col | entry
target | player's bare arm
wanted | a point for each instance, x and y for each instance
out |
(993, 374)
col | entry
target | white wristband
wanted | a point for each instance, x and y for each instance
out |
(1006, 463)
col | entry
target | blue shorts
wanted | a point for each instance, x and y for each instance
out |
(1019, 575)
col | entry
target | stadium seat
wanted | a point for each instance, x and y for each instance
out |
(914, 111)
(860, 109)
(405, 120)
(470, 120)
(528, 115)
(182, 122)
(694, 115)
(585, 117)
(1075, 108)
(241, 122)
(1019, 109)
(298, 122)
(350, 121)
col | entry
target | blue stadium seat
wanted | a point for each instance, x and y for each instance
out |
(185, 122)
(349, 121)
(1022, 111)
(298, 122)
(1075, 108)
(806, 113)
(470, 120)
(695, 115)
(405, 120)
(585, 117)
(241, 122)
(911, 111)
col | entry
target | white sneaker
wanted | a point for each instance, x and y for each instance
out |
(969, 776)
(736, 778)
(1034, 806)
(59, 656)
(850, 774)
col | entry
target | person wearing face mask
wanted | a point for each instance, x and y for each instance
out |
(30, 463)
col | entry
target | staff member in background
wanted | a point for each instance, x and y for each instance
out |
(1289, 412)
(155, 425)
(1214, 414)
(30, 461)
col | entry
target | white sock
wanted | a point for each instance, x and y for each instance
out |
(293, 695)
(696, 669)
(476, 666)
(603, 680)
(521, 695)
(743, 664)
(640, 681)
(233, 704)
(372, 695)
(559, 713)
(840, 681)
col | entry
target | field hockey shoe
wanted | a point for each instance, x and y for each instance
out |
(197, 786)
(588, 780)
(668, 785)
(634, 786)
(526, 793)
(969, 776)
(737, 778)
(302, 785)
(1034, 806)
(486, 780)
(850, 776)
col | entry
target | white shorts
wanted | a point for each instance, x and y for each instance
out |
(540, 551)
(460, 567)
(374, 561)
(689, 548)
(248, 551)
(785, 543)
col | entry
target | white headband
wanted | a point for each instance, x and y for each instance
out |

- Problem statement -
Please quote every record above exactly as it appears.

- Written reply -
col | entry
target | player's bare arm
wanted | a point for each instance, x and y for each instance
out |
(993, 374)
col | entry
target | white wristband
wanted | a point for each instance, x and y for each instance
out |
(1006, 463)
col | entry
target | blue shorts
wanted | a point for each instance, x and y for each instance
out |
(1019, 575)
col | entry
target | stadium seat
wanted | a point for each instance, x and y for each instance
out |
(914, 111)
(860, 109)
(405, 120)
(470, 120)
(528, 115)
(182, 122)
(694, 115)
(585, 117)
(1075, 108)
(241, 122)
(1019, 109)
(298, 122)
(350, 121)
col | entry
target | blue stadium seat
wanted | a point for each instance, x and y for each instance
out |
(185, 122)
(349, 121)
(1022, 111)
(298, 122)
(1075, 108)
(806, 113)
(470, 120)
(695, 115)
(405, 120)
(585, 117)
(241, 122)
(911, 111)
col | entry
target | white sneaker
wanted | a point for each instance, x and y for each instance
out |
(969, 776)
(736, 778)
(1034, 806)
(59, 656)
(850, 774)
col | entry
target | person wearing face mask
wanted | a point for each instance, x and y for each instance
out |
(30, 463)
col | entry
target | staff member in background
wanted | a point for each instance, x and y for each instance
out |
(1289, 412)
(155, 425)
(1214, 414)
(30, 461)
col | entry
target | white sock
wanted | a point for each instance, x and y for each instance
out |
(293, 695)
(696, 669)
(476, 666)
(603, 680)
(521, 695)
(743, 664)
(640, 681)
(233, 704)
(372, 695)
(559, 713)
(840, 681)
col | entry
target | field hockey shoe
wanted | a point for each instance, x and y for each instance
out |
(197, 786)
(588, 780)
(668, 785)
(634, 786)
(526, 793)
(969, 776)
(737, 778)
(302, 785)
(1034, 806)
(486, 780)
(850, 776)
col | entry
target | white shorts
wanted | a point for each instance, x and y for each instance
out |
(540, 551)
(460, 567)
(374, 561)
(689, 548)
(248, 551)
(785, 543)
col | entry
target | white headband
wanted | a point for each instance, x and y for each instance
out |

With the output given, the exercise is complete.